* _About this task_
An exact transcription of every entry is required, with the images left out.

───── Study material ─────

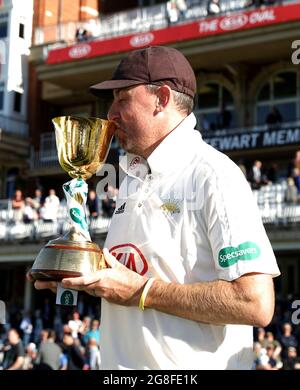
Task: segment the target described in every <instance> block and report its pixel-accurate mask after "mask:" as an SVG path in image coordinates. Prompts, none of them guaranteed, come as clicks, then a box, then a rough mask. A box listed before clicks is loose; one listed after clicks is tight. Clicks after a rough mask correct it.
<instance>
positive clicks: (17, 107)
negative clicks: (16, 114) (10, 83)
mask: <svg viewBox="0 0 300 390" xmlns="http://www.w3.org/2000/svg"><path fill="white" fill-rule="evenodd" d="M21 107H22V94H21V93H19V92H15V100H14V111H15V112H21Z"/></svg>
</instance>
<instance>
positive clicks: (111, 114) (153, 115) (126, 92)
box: [108, 85, 157, 157]
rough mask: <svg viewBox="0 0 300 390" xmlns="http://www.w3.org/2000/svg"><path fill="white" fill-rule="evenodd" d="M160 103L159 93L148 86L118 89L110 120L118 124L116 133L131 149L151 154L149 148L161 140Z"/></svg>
mask: <svg viewBox="0 0 300 390" xmlns="http://www.w3.org/2000/svg"><path fill="white" fill-rule="evenodd" d="M156 103H157V96H156V95H155V94H152V93H150V92H149V91H148V89H147V87H146V86H145V85H138V86H136V87H130V88H124V89H118V90H114V100H113V103H112V105H111V107H110V109H109V111H108V119H109V120H112V121H113V122H114V123H115V124H116V126H117V130H116V133H115V135H116V137H117V139H118V141H119V144H120V146H121V147H122V148H123V149H124V150H126V151H127V152H130V153H135V154H138V155H140V156H143V157H145V156H146V157H147V154H148V153H147V150H148V149H149V148H151V146H152V145H153V144H154V143H155V142H156V141H157V132H156V130H157V129H156V128H155V126H154V123H155V122H154V119H155V109H156Z"/></svg>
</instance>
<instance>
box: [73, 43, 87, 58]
mask: <svg viewBox="0 0 300 390" xmlns="http://www.w3.org/2000/svg"><path fill="white" fill-rule="evenodd" d="M90 51H91V46H90V45H88V44H84V45H78V46H74V47H72V48H71V49H70V50H69V56H70V57H71V58H83V57H86V56H87V55H88V54H89V53H90Z"/></svg>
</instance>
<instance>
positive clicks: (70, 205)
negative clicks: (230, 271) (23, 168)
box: [30, 116, 115, 281]
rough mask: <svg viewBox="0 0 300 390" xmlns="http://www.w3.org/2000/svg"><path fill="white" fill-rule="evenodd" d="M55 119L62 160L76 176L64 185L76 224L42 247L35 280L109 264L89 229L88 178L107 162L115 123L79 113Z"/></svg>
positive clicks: (61, 278) (79, 274)
mask: <svg viewBox="0 0 300 390" xmlns="http://www.w3.org/2000/svg"><path fill="white" fill-rule="evenodd" d="M52 122H53V124H54V127H55V135H56V145H57V152H58V159H59V163H60V165H61V167H62V168H63V169H64V170H65V171H66V172H67V173H68V174H69V176H71V177H72V178H73V180H71V181H70V182H68V183H65V184H64V185H63V188H64V192H65V194H66V196H67V205H68V212H69V216H70V218H71V223H72V227H71V229H70V231H68V232H67V233H66V234H65V235H64V236H63V237H59V238H57V239H54V240H51V241H49V242H48V243H47V244H46V245H45V246H44V247H43V248H42V249H41V251H40V252H39V254H38V256H37V257H36V259H35V261H34V263H33V265H32V269H31V271H30V273H31V276H32V278H33V279H35V280H55V281H60V280H61V279H63V278H67V277H76V276H82V275H84V274H87V273H93V272H96V271H97V270H99V269H101V268H105V261H104V259H103V256H102V250H101V249H100V247H99V246H98V245H97V244H95V243H93V242H92V241H91V239H90V236H89V232H88V227H87V220H86V209H85V202H86V198H87V184H86V183H85V180H87V179H89V178H90V177H91V176H92V175H93V174H95V173H96V171H97V170H98V169H99V168H100V167H101V166H102V164H103V163H104V162H105V159H106V157H107V154H108V151H109V147H110V143H111V140H112V137H113V134H114V130H115V127H114V125H113V124H112V122H110V121H107V120H103V119H100V118H83V117H76V116H62V117H57V118H54V119H53V120H52Z"/></svg>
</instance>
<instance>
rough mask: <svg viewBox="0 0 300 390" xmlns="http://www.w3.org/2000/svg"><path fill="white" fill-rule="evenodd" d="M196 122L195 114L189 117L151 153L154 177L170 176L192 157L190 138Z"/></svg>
mask: <svg viewBox="0 0 300 390" xmlns="http://www.w3.org/2000/svg"><path fill="white" fill-rule="evenodd" d="M196 122H197V121H196V117H195V115H194V114H193V113H192V114H190V115H188V116H187V117H186V118H185V119H184V120H183V121H182V122H181V123H180V124H179V125H178V126H177V127H176V128H175V129H174V130H173V131H171V133H170V134H168V135H167V137H166V138H165V139H164V140H163V141H162V142H161V143H160V144H159V145H158V146H157V148H156V149H155V150H154V151H153V152H152V153H151V155H150V156H149V157H148V160H147V161H148V164H149V166H150V168H151V172H152V173H153V174H154V175H155V174H158V175H166V174H169V173H171V172H173V171H175V170H176V169H177V168H178V167H179V166H181V165H182V164H183V163H184V162H185V161H186V159H187V158H190V157H191V151H190V147H191V144H190V138H191V136H192V135H193V132H194V128H195V126H196Z"/></svg>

─────

* _Exercise output_
Task: segment the target described in every <instance> block and report its pixel-accurate mask after "mask:" as an SVG path in image coordinates. Prompts, none of them guaranteed, come as clicks, then a box, then a rough mask. A box listed before clicks is loose; one listed after clicks is tight. Clicks after a rough mask correct it.
<instance>
positive clicks: (17, 107)
negative clicks: (16, 114) (10, 83)
mask: <svg viewBox="0 0 300 390" xmlns="http://www.w3.org/2000/svg"><path fill="white" fill-rule="evenodd" d="M21 107H22V94H21V93H19V92H15V100H14V111H15V112H21Z"/></svg>
</instance>
<instance>
positive clicks: (111, 114) (153, 115) (126, 92)
box: [108, 85, 157, 157]
rough mask: <svg viewBox="0 0 300 390" xmlns="http://www.w3.org/2000/svg"><path fill="white" fill-rule="evenodd" d="M160 103L159 93L148 86L118 89L110 120L118 124L116 133L131 149L151 154L149 148L161 140Z"/></svg>
mask: <svg viewBox="0 0 300 390" xmlns="http://www.w3.org/2000/svg"><path fill="white" fill-rule="evenodd" d="M156 103H157V96H156V95H155V94H152V93H150V92H149V91H148V89H147V87H146V86H145V85H138V86H136V87H130V88H124V89H118V90H114V100H113V103H112V105H111V107H110V109H109V111H108V119H109V120H112V121H113V122H114V123H115V124H116V126H117V130H116V133H115V135H116V137H117V139H118V141H119V144H120V146H121V147H122V148H123V149H124V150H126V151H127V152H130V153H135V154H138V155H140V156H143V157H145V156H146V157H147V154H148V153H147V150H148V149H149V148H151V146H152V145H153V144H154V143H155V142H156V141H157V132H156V130H157V129H156V128H155V126H154V123H155V122H154V119H155V109H156Z"/></svg>
</instance>
<instance>
box: [73, 43, 87, 58]
mask: <svg viewBox="0 0 300 390" xmlns="http://www.w3.org/2000/svg"><path fill="white" fill-rule="evenodd" d="M90 51H91V46H90V45H88V44H84V45H78V46H74V47H72V48H71V49H70V50H69V56H70V57H71V58H83V57H86V56H87V55H88V54H89V53H90Z"/></svg>
</instance>
<instance>
positive clicks: (70, 205)
negative clicks: (230, 271) (23, 168)
box: [30, 116, 115, 281]
rough mask: <svg viewBox="0 0 300 390" xmlns="http://www.w3.org/2000/svg"><path fill="white" fill-rule="evenodd" d="M55 119L62 160L76 176L64 185L76 224L42 247L35 280L109 264L89 229L88 178L107 162L115 123L79 113Z"/></svg>
positive clicks: (61, 278) (79, 274)
mask: <svg viewBox="0 0 300 390" xmlns="http://www.w3.org/2000/svg"><path fill="white" fill-rule="evenodd" d="M52 122H53V124H54V127H55V135H56V145H57V152H58V159H59V163H60V165H61V167H62V168H63V169H64V170H65V171H66V172H67V173H68V174H69V176H71V177H72V178H73V180H71V181H70V182H68V183H65V184H64V185H63V188H64V192H65V194H66V196H67V205H68V212H69V216H70V218H71V223H72V227H71V229H70V231H68V232H67V233H66V234H65V235H64V236H63V237H59V238H57V239H54V240H51V241H49V242H48V243H47V244H46V245H45V246H44V247H43V248H42V249H41V251H40V252H39V254H38V256H37V257H36V259H35V261H34V263H33V265H32V269H31V271H30V273H31V276H32V278H33V279H35V280H55V281H60V280H61V279H63V278H67V277H76V276H82V275H84V274H87V273H93V272H96V271H97V270H99V269H101V268H105V261H104V259H103V256H102V250H101V249H100V247H99V246H98V245H97V244H95V243H93V242H92V241H91V239H90V236H89V232H88V227H87V220H86V209H85V202H86V198H87V184H86V183H85V180H87V179H89V178H90V177H91V176H92V175H93V174H95V173H96V171H97V170H98V169H99V168H100V167H101V166H102V164H103V163H104V162H105V159H106V157H107V154H108V151H109V147H110V143H111V140H112V137H113V134H114V130H115V127H114V125H113V124H112V122H110V121H107V120H103V119H100V118H83V117H76V116H62V117H57V118H54V119H53V120H52Z"/></svg>
</instance>
<instance>
rough mask: <svg viewBox="0 0 300 390" xmlns="http://www.w3.org/2000/svg"><path fill="white" fill-rule="evenodd" d="M196 122L195 114L189 117L151 153L154 177L170 176L192 157L190 138Z"/></svg>
mask: <svg viewBox="0 0 300 390" xmlns="http://www.w3.org/2000/svg"><path fill="white" fill-rule="evenodd" d="M196 122H197V121H196V117H195V115H194V114H193V113H192V114H190V115H188V116H187V117H186V118H185V119H184V120H183V121H182V122H181V123H180V124H179V125H178V126H177V127H176V128H175V129H174V130H173V131H171V133H170V134H168V135H167V137H166V138H165V139H164V140H163V141H162V142H161V143H160V144H159V145H158V146H157V148H156V149H155V150H154V151H153V152H152V153H151V155H150V156H149V157H148V160H147V161H148V164H149V166H150V168H151V172H152V173H153V174H154V175H155V174H158V175H166V174H169V173H171V172H173V171H175V170H176V169H177V168H178V167H179V166H181V165H182V164H183V163H184V162H185V161H186V159H187V158H190V157H191V151H190V147H191V144H190V138H191V136H192V135H193V132H194V128H195V126H196Z"/></svg>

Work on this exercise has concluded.